• _Actions to take_
A: In the Richard III reconstruction text, how long did Professor Wilkinson spend on the transformation?
B: Write the next part of the Richard III reconstruction text, picking up after its final sentence.

• _Supplied text_
-- Begin --

The reconstruction was updated by Professor Caroline Wilkinson of Liverpool John Moores University. “It was a delicate task to remove the eyes and replace with lighter ones, as they are made of glass,” she said. “The hair colour has also been updated, including eyebrows and eyelashes.”
The Director of the Visitor Centre, Iain Gordan, said: “It was fascinating to watch Caroline at work and we are really pleased that we’ve been able to complete the work and put the head back on display in time for the reinterment.”
The transformation took Professor Wilkinson over four hours to complete. The model is currently on display at the King Richard III Visitor Centre.
King Richard III was the last King of the Plantagenet dynasty. He was the younger brother of the Yorkist King Edward IV, and after his brother’s death in 1483, Richard was appointed Lord Protector for his nephew, the 12 year-old King Edward V. However, before the boy could be crowned, Richard declared their parents’ marriage invalid, thereby making King Edward and all his siblings illegitimate.
At this point, Richard seized the throne for himself and locked Edward and his younger brother, Richard – the two heirs of King Edward IV – in the Tower of London. Their eventual disappearance would give rise to the infamous mystery of the Princes in the Tower.

-- End --

• _Rows_
-- Begin --

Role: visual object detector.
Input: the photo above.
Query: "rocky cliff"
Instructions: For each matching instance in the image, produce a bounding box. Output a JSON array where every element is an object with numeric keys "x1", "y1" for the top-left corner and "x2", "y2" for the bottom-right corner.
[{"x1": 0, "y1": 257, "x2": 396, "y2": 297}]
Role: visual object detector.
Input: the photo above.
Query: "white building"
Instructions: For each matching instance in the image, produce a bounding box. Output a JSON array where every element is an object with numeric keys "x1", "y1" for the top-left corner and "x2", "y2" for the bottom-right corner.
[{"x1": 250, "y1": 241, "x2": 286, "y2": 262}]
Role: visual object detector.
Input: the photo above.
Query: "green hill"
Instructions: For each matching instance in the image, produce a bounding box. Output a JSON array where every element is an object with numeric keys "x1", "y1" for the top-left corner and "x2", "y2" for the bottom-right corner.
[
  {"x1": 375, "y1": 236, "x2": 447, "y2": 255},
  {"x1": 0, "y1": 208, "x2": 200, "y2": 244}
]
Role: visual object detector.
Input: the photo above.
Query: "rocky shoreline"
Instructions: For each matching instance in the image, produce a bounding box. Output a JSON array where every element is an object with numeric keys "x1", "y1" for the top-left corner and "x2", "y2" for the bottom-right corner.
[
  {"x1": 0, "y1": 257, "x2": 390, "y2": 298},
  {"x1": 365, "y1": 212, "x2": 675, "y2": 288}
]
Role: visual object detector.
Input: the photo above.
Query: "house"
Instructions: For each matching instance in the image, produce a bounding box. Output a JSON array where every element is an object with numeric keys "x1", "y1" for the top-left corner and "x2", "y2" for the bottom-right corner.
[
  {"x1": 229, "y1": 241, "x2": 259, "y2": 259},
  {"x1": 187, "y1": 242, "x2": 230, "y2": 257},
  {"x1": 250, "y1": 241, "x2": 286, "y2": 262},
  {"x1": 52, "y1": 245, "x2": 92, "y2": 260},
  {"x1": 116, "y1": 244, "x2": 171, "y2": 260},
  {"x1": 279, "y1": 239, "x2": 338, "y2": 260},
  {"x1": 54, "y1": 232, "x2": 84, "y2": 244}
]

-- End --

• _Task results_
A: Over four hours.

B:
Richard III was killed in 1485, defeated in the Battle of Bosworth by Henry Tudor, a Lancastrian claimant who went on to rule as King Henry VII. Richard’s defeat and death effectively brought and end to the Wars of the Roses. After the battle, his lifeless body was buried at Greyfriars Church. The priory dissolved in 1538, and the location of the late King’s body went unknown.
Until, in 2012, King Richard’s skeleton was discovered buried underneath a car park in Leicester. After nearly years of scientific study, it was concluded that the bones did, in fact, belong to the late King, and now, at long last, Richard III is finally going to get the burial he deserves.
The remains of King Richard III will be reburied at Leicester Cathedral on March 26. The service will be attended by the present Duke and Duchess of Gloucester and The Countess of Wessex, along with 200 members of the public. The re-interment will be preceded by a number of events in Leicester, which begin next Sunday.